>> begin

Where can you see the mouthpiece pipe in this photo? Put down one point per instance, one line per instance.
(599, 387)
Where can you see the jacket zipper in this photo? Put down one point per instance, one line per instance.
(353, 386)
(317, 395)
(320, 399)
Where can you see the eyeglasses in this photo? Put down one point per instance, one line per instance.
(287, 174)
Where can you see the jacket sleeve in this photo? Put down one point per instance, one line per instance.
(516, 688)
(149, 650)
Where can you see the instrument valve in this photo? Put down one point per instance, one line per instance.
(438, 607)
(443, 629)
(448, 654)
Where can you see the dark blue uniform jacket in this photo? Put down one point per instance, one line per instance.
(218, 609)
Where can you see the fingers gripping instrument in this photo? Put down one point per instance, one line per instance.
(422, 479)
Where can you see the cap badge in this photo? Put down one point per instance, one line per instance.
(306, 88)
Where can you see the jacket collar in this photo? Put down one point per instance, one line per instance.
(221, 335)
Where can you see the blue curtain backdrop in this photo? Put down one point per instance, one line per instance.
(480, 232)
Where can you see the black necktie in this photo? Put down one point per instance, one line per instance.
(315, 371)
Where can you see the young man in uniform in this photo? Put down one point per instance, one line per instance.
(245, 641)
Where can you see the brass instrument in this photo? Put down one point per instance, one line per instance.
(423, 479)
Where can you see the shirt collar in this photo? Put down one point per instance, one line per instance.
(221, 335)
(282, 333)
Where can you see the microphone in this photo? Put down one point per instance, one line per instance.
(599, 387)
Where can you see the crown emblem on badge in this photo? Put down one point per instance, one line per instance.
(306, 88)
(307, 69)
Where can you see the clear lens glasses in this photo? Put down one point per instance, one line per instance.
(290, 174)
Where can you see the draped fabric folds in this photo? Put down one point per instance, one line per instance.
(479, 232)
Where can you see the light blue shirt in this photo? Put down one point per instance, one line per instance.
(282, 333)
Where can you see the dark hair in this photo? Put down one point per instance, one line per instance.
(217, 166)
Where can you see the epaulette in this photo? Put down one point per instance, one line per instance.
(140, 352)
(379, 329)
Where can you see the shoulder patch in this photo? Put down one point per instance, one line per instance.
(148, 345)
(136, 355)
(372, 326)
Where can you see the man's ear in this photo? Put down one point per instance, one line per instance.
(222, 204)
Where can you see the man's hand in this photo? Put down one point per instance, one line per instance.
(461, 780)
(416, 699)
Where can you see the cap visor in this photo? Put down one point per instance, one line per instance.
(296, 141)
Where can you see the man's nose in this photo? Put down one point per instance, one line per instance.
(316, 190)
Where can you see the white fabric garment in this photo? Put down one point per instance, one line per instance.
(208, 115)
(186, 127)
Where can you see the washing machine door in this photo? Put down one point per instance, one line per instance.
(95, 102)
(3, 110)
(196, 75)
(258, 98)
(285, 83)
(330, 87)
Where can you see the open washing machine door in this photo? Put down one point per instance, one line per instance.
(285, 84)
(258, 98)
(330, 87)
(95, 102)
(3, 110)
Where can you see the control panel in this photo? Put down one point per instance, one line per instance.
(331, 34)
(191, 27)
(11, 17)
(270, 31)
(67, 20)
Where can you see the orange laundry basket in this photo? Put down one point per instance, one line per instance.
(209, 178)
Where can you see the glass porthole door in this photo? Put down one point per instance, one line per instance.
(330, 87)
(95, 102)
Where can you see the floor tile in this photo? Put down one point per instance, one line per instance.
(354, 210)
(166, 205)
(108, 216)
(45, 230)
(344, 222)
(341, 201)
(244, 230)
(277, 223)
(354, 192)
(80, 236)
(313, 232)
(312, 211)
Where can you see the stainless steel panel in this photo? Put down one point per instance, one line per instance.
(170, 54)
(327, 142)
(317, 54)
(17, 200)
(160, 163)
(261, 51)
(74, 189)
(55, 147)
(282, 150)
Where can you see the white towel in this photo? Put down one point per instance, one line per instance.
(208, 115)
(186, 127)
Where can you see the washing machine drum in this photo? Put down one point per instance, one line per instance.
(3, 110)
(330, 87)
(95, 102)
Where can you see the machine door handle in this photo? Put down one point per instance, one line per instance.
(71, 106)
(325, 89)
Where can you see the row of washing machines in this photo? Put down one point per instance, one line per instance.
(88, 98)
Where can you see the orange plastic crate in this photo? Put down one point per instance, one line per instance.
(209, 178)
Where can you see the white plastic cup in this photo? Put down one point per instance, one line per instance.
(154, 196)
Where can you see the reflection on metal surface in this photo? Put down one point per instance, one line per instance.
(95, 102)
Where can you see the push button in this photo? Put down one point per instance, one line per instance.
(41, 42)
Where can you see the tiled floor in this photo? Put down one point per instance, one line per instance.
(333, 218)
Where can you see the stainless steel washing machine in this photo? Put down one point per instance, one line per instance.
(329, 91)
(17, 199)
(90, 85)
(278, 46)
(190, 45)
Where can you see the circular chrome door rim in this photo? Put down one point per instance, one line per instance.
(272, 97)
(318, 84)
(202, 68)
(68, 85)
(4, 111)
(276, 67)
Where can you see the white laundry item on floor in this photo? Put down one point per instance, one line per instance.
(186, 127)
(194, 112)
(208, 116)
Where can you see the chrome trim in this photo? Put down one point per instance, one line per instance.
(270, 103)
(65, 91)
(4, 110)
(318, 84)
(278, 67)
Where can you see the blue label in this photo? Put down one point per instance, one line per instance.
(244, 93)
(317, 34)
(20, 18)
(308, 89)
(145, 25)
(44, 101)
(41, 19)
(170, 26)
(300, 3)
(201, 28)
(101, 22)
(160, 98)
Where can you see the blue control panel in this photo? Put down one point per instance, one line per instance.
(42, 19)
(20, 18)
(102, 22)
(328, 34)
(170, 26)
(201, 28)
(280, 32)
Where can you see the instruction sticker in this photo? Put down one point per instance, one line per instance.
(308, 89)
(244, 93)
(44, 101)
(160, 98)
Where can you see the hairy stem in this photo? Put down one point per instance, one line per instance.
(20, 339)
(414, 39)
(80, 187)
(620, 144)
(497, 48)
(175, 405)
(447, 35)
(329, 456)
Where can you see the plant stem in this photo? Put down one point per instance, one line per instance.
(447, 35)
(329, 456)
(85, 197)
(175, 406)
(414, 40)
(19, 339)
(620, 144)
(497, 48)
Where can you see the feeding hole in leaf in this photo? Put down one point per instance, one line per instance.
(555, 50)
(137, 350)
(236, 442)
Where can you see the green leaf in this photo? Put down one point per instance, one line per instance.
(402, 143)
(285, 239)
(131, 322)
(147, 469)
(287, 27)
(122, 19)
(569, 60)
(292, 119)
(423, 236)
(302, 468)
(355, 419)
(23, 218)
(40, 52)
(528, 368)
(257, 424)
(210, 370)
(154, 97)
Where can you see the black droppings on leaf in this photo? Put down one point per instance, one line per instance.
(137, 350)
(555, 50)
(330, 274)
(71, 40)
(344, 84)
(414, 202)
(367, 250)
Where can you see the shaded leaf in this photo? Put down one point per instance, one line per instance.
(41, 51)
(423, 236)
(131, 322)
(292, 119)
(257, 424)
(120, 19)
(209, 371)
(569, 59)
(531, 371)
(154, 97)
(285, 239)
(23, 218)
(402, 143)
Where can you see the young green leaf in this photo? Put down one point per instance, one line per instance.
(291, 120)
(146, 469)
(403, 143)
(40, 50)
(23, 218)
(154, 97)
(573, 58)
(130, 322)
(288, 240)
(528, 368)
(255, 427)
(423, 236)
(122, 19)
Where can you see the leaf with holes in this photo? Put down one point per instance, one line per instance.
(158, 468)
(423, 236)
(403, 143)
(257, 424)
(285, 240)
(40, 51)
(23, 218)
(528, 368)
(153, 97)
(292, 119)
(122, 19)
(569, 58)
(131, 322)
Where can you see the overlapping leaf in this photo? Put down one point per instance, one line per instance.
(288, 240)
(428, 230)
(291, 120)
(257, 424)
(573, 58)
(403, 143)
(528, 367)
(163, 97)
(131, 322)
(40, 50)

>> end

* Exercise *
Return the data above verbatim, from the line that contains "Where can you see the shaded" through the last line of the data, both included.

* Finished exercise *
Where can you see the shaded leaf in this photo? Put down one point per instance, one line per instance.
(41, 51)
(423, 236)
(131, 322)
(292, 119)
(257, 424)
(120, 19)
(209, 371)
(569, 59)
(531, 371)
(154, 97)
(285, 239)
(23, 218)
(402, 143)
Where can you see the young green leaf in this photo? Put down one point per instance, one line per instance.
(291, 120)
(146, 469)
(403, 143)
(40, 50)
(23, 218)
(154, 97)
(573, 58)
(130, 322)
(288, 240)
(528, 368)
(255, 427)
(423, 236)
(122, 19)
Where can you see the leaf with holes in this photo? Put down one point per instance, one line per instance.
(158, 468)
(423, 236)
(403, 143)
(257, 424)
(285, 240)
(40, 51)
(23, 218)
(528, 368)
(153, 97)
(292, 119)
(122, 19)
(569, 58)
(131, 322)
Where can you see the overlapping leaf in this photo? Put down one point per instance, one line per instance.
(288, 240)
(428, 230)
(291, 120)
(257, 424)
(573, 58)
(403, 143)
(528, 367)
(163, 97)
(131, 322)
(40, 50)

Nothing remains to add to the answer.